— Reading passage —
[Start of Attachment]
Community Research and Development Information Service - CORDIS

H2020

VIP Report Summary

Project ID: 784865

Periodic Reporting for period 1 - VIP (Véhicule Intelligent et Propre ( Green and Smart Vehicle))

Reporting period: 2017-10-01 to 2018-09-30

Summary of the context and overall objectives of the project

"On the 3rd of October 2018, EU lawmakers back 40 percent CO2 cut for cars, vans by 2030 and 2 weeks later, the 18th of October; same EU lawmakers back 35% CO2 cut for trucks by 2030.
Electrification of the powertrain through sophisticated Hybridation or batteries will not be enough to fulfill these objectives as it seems not realistic to multiply the production of Lithium by 20 in five years.
It opens the door to promote breakthrough solutions for IC (Internal Combustion) vehicles allowing a better control of pollutants and CO2 emissions by a co-optimization of the engine/fuel system. Recent studies showed that co-optimizing the engine according to XTL fuels allows cutting CO2 emissions by nearly 11%. It means that biofuels 2nd generation can be the path to move to Zero Emission / CO2 vehicles during this transition period as the introduction of biofuels with smart engines control can achieve 1/3 of the target...To do so, there is a need to control the quality and the type of the fuel going from the tank to the engine. Fuel Quality sensor seems to be the best choice to provide real time and continuous information that can be also stored for Regulations and control purpose as well.
[End of Attachment]
— Record set —
[Start of Attachment]
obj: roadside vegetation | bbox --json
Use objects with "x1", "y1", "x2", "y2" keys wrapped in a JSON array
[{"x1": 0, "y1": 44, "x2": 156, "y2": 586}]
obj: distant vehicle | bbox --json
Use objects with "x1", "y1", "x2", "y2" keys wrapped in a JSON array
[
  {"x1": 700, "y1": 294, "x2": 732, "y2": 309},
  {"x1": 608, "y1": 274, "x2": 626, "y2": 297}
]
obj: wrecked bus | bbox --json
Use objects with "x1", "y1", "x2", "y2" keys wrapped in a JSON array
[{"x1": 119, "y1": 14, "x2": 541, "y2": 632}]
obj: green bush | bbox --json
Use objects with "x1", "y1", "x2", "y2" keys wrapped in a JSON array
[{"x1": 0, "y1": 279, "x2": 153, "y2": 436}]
[End of Attachment]
— Exercise prompt —
Carry on the CORDIS summary of the VIP green and smart vehicle project, writing what comes after its last sentence.

— Written response —
The vision of SP3H over the last 10 years developping innovative IR fuel quality scanner seems to be 100% aligned with EU targets and COP21 challenges as explained in the summary of our VIP project awarded last year under H2020 SME instrument phase 2 :

The 1st of October 2017, EU under H2020 SME Instrument program has validated our VIP project. The objective is to develop, at an industrial level, a fuel quality sensor solution to be installed on-board vehicles for CO2 reduction. At a time when all eyes are turning to alternative, carbon-free methods of propulsion, technology related to electric batteries and fuel cells are at the forefront when it comes to the means of producing or storing energy.

However, the duration of the transition phase should not be underestimated - when existing technology and thermal engines are improved. The thermal engine is, and will remain for these next 30 years, the best way of moving vehicles. This means there is a part that must be dealt with urgently: the CLEAN thermal vehicle during this long transitional phase.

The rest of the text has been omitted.